** begin Dataset content **

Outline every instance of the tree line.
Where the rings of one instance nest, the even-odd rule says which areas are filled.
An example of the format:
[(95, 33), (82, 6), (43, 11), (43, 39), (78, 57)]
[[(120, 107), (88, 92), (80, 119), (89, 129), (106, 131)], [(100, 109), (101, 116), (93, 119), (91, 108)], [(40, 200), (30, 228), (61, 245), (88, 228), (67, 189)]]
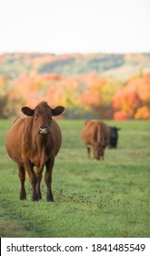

** end Dataset content **

What you will do — Please pull out and copy every line of the records above that contains the word "instance".

Response to the exercise —
Outline every instance of the tree line.
Where the rings of one instance nest, the even-odd rule says which areas are filled.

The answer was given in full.